### EXERCISE
Write out the data exactly, keeping every line.

· · · · · · ·

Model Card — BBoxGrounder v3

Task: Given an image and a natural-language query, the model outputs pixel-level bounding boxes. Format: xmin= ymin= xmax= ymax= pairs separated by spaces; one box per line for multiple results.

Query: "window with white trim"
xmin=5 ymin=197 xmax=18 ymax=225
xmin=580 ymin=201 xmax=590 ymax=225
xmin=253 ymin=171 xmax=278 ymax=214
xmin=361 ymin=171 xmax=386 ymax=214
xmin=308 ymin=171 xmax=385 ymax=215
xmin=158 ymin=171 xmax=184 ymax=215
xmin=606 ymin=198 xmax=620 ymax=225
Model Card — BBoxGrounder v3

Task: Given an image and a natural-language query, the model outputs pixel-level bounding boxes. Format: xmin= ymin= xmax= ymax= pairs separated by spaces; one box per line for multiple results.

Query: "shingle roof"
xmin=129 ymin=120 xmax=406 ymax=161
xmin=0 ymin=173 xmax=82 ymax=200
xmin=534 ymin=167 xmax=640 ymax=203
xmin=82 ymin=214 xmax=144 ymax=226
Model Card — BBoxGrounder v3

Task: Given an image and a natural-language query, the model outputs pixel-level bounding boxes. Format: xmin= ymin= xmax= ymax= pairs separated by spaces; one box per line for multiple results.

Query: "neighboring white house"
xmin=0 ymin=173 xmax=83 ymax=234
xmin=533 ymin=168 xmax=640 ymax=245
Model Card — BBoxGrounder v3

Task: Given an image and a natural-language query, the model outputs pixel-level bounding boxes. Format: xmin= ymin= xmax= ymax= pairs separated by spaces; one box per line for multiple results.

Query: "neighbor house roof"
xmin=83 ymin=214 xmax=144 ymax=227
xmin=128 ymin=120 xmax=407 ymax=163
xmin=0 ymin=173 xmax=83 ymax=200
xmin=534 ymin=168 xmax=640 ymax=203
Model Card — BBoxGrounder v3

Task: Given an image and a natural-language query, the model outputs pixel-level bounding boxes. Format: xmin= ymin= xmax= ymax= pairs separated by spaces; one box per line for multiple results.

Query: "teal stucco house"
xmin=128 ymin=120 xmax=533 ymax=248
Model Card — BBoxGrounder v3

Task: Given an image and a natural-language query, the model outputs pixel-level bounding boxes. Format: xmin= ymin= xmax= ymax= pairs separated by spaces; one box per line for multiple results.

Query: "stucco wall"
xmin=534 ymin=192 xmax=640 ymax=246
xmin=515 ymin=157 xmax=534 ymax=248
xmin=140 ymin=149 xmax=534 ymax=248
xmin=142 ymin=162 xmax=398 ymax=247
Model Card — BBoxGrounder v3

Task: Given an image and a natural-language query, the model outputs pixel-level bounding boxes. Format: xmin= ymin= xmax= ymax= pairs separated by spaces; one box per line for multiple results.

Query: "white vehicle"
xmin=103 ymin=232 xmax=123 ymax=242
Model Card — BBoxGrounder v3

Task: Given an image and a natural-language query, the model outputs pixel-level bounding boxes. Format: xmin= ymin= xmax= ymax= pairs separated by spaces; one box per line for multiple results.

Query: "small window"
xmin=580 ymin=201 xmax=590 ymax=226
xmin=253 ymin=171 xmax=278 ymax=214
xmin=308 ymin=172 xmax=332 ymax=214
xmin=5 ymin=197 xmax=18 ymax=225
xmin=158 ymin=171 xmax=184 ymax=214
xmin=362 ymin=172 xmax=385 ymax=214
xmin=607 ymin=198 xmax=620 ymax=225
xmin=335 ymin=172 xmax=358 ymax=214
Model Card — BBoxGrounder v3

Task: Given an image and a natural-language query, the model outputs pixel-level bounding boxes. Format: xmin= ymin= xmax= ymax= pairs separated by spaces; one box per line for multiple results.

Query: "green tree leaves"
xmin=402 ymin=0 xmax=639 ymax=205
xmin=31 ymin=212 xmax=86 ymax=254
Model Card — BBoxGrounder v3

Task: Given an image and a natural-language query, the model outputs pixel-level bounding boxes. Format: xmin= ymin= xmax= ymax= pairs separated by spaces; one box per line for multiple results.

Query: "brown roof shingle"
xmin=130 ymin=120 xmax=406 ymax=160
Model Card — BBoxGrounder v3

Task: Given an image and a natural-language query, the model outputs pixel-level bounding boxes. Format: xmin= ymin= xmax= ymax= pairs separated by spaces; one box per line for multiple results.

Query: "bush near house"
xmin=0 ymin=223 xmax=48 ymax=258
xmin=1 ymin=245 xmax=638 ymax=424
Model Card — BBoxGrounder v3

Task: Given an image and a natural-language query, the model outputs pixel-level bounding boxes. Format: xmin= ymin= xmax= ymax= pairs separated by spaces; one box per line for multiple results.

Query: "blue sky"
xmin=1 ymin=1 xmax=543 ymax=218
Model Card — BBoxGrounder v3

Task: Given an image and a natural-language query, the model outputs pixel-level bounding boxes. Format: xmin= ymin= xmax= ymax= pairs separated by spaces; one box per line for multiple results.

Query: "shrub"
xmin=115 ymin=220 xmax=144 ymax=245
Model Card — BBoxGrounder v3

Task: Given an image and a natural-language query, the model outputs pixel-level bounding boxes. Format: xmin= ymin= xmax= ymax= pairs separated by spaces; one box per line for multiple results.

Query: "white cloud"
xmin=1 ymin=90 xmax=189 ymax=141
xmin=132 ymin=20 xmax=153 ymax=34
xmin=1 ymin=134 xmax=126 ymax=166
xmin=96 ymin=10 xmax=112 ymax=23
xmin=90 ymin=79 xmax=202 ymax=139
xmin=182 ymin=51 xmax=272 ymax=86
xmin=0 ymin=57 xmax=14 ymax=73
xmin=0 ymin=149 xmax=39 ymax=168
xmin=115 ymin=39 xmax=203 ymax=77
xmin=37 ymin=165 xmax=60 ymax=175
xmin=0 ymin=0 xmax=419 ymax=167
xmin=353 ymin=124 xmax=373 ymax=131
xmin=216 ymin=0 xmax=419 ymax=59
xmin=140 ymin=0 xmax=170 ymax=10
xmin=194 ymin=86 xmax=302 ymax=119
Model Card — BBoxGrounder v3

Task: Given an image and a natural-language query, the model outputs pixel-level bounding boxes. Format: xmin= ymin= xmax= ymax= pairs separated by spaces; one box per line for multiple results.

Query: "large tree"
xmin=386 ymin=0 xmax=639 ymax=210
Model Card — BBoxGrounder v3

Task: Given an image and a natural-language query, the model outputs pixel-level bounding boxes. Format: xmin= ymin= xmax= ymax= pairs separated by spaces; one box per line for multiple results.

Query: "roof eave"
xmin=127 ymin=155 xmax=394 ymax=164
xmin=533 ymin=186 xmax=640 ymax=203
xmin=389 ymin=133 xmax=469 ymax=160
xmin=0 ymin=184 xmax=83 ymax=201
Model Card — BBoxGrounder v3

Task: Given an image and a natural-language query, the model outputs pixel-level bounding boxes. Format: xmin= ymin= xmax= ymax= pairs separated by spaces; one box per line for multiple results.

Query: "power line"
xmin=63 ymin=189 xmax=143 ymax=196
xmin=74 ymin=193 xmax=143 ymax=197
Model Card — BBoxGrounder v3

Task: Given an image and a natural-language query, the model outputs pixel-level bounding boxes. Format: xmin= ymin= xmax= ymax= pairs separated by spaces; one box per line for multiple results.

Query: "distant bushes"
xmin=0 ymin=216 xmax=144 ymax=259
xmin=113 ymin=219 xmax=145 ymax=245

· · · · · · ·

### ANSWER FOR THIS EXERCISE
Model Card — BBoxGrounder v3

Task: Given an image and a natural-language query, the model outputs pixel-level bounding boxes. Format: xmin= ymin= xmax= ymax= pairs separated by spaces; one box per line for multiple results.

Query: "window with white trim"
xmin=5 ymin=197 xmax=18 ymax=225
xmin=580 ymin=201 xmax=590 ymax=225
xmin=253 ymin=171 xmax=278 ymax=214
xmin=361 ymin=171 xmax=386 ymax=214
xmin=308 ymin=171 xmax=385 ymax=215
xmin=158 ymin=171 xmax=184 ymax=215
xmin=606 ymin=198 xmax=620 ymax=225
Model Card — BBoxGrounder v3

Task: Given an image and a natural-language query, the model outputs pixel-level bounding boxes. Format: xmin= ymin= xmax= ymax= pairs separated by spaces; one box per line for multiple results.

Query: "shingle roof"
xmin=129 ymin=120 xmax=406 ymax=161
xmin=0 ymin=173 xmax=82 ymax=200
xmin=534 ymin=167 xmax=640 ymax=203
xmin=82 ymin=214 xmax=144 ymax=226
Model Card — BBoxGrounder v3

Task: Given an image and a natural-language query, the model outputs pixel-level bounding boxes. Format: xmin= ymin= xmax= ymax= pairs separated by spaces; one box per line for multiple results.

Query: "neighboring white house"
xmin=0 ymin=173 xmax=83 ymax=234
xmin=533 ymin=168 xmax=640 ymax=245
Model Card — BBoxGrounder v3

Task: Given an image and a natural-language query, the model outputs pixel-level bounding boxes. Format: xmin= ymin= xmax= ymax= pairs separated by spaces; one box per line for multiple results.

Query: "neighbor house roof"
xmin=83 ymin=214 xmax=144 ymax=227
xmin=128 ymin=120 xmax=407 ymax=163
xmin=0 ymin=173 xmax=83 ymax=200
xmin=534 ymin=168 xmax=640 ymax=203
Model Card — BBoxGrounder v3

Task: Given an image and a natural-language query, the model outputs pixel-level bounding boxes. Format: xmin= ymin= xmax= ymax= pairs separated by spaces; one box per line for multiple results.

Query: "teal stucco house"
xmin=128 ymin=120 xmax=533 ymax=248
Model Card — BBoxGrounder v3

Task: Given an image and a natural-language query, the model outputs pixel-level bounding boxes. Format: xmin= ymin= xmax= ymax= pairs separated by spaces; one box per line for multiple results.

Query: "stucco wall"
xmin=534 ymin=192 xmax=640 ymax=246
xmin=515 ymin=157 xmax=534 ymax=248
xmin=140 ymin=149 xmax=534 ymax=248
xmin=142 ymin=162 xmax=398 ymax=247
Model Card — BBoxGrounder v3

Task: Given an image and a natural-language query, the model outputs pixel-level bounding boxes. Format: xmin= ymin= xmax= ymax= pairs separated by spaces; one box per line for multiple results.

Query: "white vehicle"
xmin=103 ymin=232 xmax=123 ymax=242
Model Card — BBoxGrounder v3

Task: Given an image and a natural-language query, the model outputs pixel-level bounding boxes. Format: xmin= ymin= xmax= ymax= pairs separated by spaces; one box per line for multiple results.

Query: "small window"
xmin=580 ymin=201 xmax=590 ymax=226
xmin=253 ymin=171 xmax=278 ymax=214
xmin=308 ymin=172 xmax=332 ymax=214
xmin=5 ymin=197 xmax=18 ymax=225
xmin=158 ymin=171 xmax=184 ymax=214
xmin=362 ymin=172 xmax=385 ymax=214
xmin=607 ymin=198 xmax=620 ymax=225
xmin=335 ymin=172 xmax=358 ymax=214
Model Card — BBoxGrounder v3

Task: Given an image and a natural-language query, the model outputs pixel-level bounding boxes. Format: xmin= ymin= xmax= ymax= pairs separated by spaces; one box per line for multiple results.

Query: "green tree leaves"
xmin=402 ymin=0 xmax=639 ymax=205
xmin=31 ymin=212 xmax=86 ymax=254
Model Card — BBoxGrounder v3

Task: Given an image and a natural-language query, the model outputs pixel-level bounding boxes. Format: xmin= ymin= xmax= ymax= pairs separated by spaces; one box per line for multiple results.

Query: "brown roof shingle"
xmin=130 ymin=120 xmax=406 ymax=160
Model Card — BBoxGrounder v3

Task: Given an image and a natural-language query, the model outputs pixel-level bounding boxes. Format: xmin= ymin= xmax= ymax= pairs separated by spaces; one box per line for multiple results.

Query: "bush near house"
xmin=0 ymin=223 xmax=48 ymax=258
xmin=1 ymin=245 xmax=638 ymax=424
Model Card — BBoxGrounder v3

Task: Given an image and a natural-language query, the model outputs pixel-level bounding boxes. Format: xmin= ymin= xmax= ymax= pairs separated by spaces; one box per line for multiple results.

Query: "blue sky"
xmin=1 ymin=1 xmax=543 ymax=218
Model Card — BBoxGrounder v3

Task: Given an image and a natural-language query, the model outputs pixel-level bounding boxes. Format: xmin= ymin= xmax= ymax= pairs separated by spaces; one box per line for multiple results.

Query: "shrub"
xmin=115 ymin=220 xmax=144 ymax=245
Model Card — BBoxGrounder v3

Task: Given an image and a natural-language query, the model outputs pixel-level bounding boxes. Format: xmin= ymin= xmax= ymax= pairs separated by spaces; one box per line for multiple results.

Query: "white cloud"
xmin=1 ymin=90 xmax=189 ymax=141
xmin=132 ymin=20 xmax=153 ymax=34
xmin=1 ymin=134 xmax=126 ymax=166
xmin=96 ymin=10 xmax=112 ymax=23
xmin=90 ymin=79 xmax=202 ymax=139
xmin=182 ymin=51 xmax=272 ymax=86
xmin=0 ymin=57 xmax=14 ymax=73
xmin=0 ymin=149 xmax=39 ymax=168
xmin=115 ymin=39 xmax=203 ymax=77
xmin=37 ymin=165 xmax=60 ymax=175
xmin=0 ymin=0 xmax=419 ymax=167
xmin=353 ymin=124 xmax=373 ymax=131
xmin=216 ymin=0 xmax=419 ymax=59
xmin=140 ymin=0 xmax=170 ymax=10
xmin=194 ymin=86 xmax=302 ymax=119
Model Card — BBoxGrounder v3

Task: Given an image and a natural-language query, the model outputs pixel-level bounding boxes. Format: xmin= ymin= xmax= ymax= pairs separated by spaces; one box per line for multiple results.

Query: "large tree"
xmin=386 ymin=0 xmax=639 ymax=210
Model Card — BBoxGrounder v3

Task: Given an image and a natural-language query, the model outputs pixel-level bounding boxes. Format: xmin= ymin= xmax= ymax= pairs separated by spaces; one box per line for multiple results.

Query: "roof eave"
xmin=127 ymin=155 xmax=394 ymax=164
xmin=533 ymin=186 xmax=640 ymax=203
xmin=389 ymin=133 xmax=469 ymax=160
xmin=0 ymin=184 xmax=83 ymax=201
Model Card — BBoxGrounder v3

Task: Given an image and a natural-language query, the model outputs pixel-level bounding boxes. Format: xmin= ymin= xmax= ymax= pairs separated by spaces; one box per line for multiple results.

Query: "power line"
xmin=63 ymin=189 xmax=143 ymax=196
xmin=74 ymin=193 xmax=143 ymax=197
Model Card — BBoxGrounder v3

Task: Given an image and a natural-language query, the model outputs pixel-level bounding boxes. Format: xmin= ymin= xmax= ymax= pairs separated by spaces; one box per line for multiple results.

Query: "distant bushes"
xmin=0 ymin=216 xmax=144 ymax=259
xmin=113 ymin=219 xmax=145 ymax=245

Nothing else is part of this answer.